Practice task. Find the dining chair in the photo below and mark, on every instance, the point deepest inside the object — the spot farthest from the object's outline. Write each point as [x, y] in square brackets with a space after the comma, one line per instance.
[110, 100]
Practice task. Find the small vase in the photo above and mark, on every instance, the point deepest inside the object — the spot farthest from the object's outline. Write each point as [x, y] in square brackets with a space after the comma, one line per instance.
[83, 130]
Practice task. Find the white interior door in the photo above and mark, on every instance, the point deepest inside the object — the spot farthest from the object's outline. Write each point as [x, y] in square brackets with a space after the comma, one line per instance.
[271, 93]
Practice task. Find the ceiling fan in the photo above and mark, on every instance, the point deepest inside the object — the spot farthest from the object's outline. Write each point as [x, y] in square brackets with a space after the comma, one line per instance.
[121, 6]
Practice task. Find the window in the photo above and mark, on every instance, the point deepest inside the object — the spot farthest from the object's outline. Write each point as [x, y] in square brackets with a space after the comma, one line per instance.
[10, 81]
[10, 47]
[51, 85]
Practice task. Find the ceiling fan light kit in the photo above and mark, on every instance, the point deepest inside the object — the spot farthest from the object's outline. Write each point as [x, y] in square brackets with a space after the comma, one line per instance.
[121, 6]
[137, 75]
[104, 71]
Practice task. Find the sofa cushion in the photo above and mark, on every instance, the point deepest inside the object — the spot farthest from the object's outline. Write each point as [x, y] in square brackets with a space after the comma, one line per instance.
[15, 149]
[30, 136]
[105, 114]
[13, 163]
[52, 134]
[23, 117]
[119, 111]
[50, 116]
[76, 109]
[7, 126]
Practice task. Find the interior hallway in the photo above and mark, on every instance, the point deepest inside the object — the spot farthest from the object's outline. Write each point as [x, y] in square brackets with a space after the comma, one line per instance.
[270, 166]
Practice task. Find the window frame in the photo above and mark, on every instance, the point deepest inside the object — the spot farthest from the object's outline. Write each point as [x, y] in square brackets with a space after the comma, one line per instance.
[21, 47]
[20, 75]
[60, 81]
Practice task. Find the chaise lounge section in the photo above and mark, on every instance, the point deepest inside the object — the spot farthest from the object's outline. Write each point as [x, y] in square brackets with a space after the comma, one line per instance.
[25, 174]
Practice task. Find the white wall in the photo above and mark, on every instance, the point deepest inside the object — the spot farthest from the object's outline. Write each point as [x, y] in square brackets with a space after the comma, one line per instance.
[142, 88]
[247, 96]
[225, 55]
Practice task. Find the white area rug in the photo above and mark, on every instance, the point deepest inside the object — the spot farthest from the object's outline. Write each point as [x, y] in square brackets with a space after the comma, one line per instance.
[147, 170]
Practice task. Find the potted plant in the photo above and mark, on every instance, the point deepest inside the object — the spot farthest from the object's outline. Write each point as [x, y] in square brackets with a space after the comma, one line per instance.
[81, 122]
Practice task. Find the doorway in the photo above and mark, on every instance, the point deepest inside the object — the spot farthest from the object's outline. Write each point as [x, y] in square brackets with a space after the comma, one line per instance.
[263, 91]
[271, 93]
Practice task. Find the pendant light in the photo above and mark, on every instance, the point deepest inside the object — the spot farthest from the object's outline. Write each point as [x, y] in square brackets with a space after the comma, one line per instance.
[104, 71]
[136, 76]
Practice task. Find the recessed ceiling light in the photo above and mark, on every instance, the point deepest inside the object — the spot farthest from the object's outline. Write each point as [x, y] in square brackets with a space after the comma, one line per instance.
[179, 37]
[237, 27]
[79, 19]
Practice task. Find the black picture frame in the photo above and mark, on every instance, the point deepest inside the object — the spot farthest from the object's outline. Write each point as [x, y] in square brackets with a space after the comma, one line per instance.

_TASK DESCRIPTION_: Copy every one of the lines above without changing a single character.

_OUTPUT_:
Practice task. Find the dining chair in the photo below and mark, on every instance, the point deepest inside the object — the spot farthest from the object's outline. Write each point as [x, y] in square brackets with a space after the comma, one line per instance.
[110, 100]
Practice task. Find the small vase in the photo above and mark, on every instance, the point deepest inside the object — the spot farthest from the object's outline. Write each point as [x, y] in square brackets with a space after the comma, one line per instance.
[83, 130]
Practice task. Find the white interior door in the photo above and mark, on every instance, the point deepest inside the object — the spot farthest from the object's outline. Write each point as [x, y] in square brackets with a space after the comma, one line per instance.
[271, 93]
Practice task. Find the ceiling fan in the photo above and mark, on every instance, the point deepest inside the object — the spot farthest from the object's outline. Write each point as [x, y] in square brackets with a space after the comma, one line per instance.
[121, 6]
Practice task. Find the window in the photo above and mark, on every instance, the point deepest inside the object — the spot farthest from the object's outline. Write each point as [x, y] in square brackets with a space after the comma, one line per instance.
[10, 81]
[10, 47]
[51, 85]
Practice task. Find the ceiling fan light kit in the photo above and mark, on every instance, the point deepest inside the object — the spot farthest from the object's outline. Write each point as [x, y] in square brackets with a space after the comma, one line per instance.
[121, 6]
[137, 75]
[104, 71]
Practice task. Find the sofa cushion in the photo above and mark, on every instance, the point deepest inside the object — the spot farthest from the object's outline. Write each point as [x, y] in square brackets with a space after the comma, one line per instance.
[15, 149]
[30, 136]
[105, 114]
[13, 163]
[52, 134]
[23, 117]
[119, 111]
[50, 116]
[76, 109]
[7, 126]
Practice task. Find the interior hallway in the photo above and mark, on every instance, the point deepest inside the object — the spot farthest from the object's outline. Write each point as [x, y] in square brackets with a space after the comma, one line per instance.
[270, 166]
Practice task. Find the window frame in the photo above and mark, on every instance, the point deepest inside the object — the spot farthest from the object's outline. Write each point as [x, y] in square brackets with a space after the comma, one line per instance.
[21, 47]
[20, 75]
[60, 81]
Practice task. Find the chaise lounge section in the photo above and mark, on every instance, the point deepest inside the object — the spot farthest from the object's outline. Write each point as [x, y] in square brackets with a space after the comma, one line per instance.
[25, 174]
Practice task. Find the white wall in the photo above and mark, on every instance, the point deepest inside the object — the spot farthest from the object's outline. Write each point as [x, y] in square brackets with a space after the comma, one line per instance.
[142, 88]
[247, 96]
[225, 55]
Practice task. Find the white area rug in the photo above and mark, on every instance, the point deepest inside the object — the spot farthest from the object's outline. Write each point as [x, y] in square brackets with a space after the comma, one line per instance.
[147, 170]
Practice task. Find the potted plant in the photo above and mark, on every instance, the point deepest inside the object — the spot farthest from the object's outline. Write each point as [x, y] in square brackets with a space after the comma, one line per instance.
[81, 122]
Practice task. Find the doorway in the photo above and mark, on every instance, the point deepest inside the object — the spot farthest from the object's outline. Write each point as [x, y] in square brackets with a space after the comma, one line per instance.
[263, 91]
[271, 93]
Practice task. Find the pendant light in the photo above and mark, on every instance, the point deepest inside the object — the spot farthest from the object's outline. Write each point as [x, y] in square brackets with a space after the comma, one line per instance.
[104, 71]
[136, 76]
Practice task. Find the recessed ceiling light in the photo above and mark, on every instance, the point deepest inside the object — the spot farthest from the object's outline. Write each point as [x, y] in square brackets with a space after the comma, one line per instance.
[179, 37]
[237, 27]
[79, 19]
Practice task. Find the black picture frame in the photo above and mark, on every instance, the point deepest inside the object — the spot farthest from the object's outline. Write each point as [x, y] in square brackets with a space after the comma, one line per instance.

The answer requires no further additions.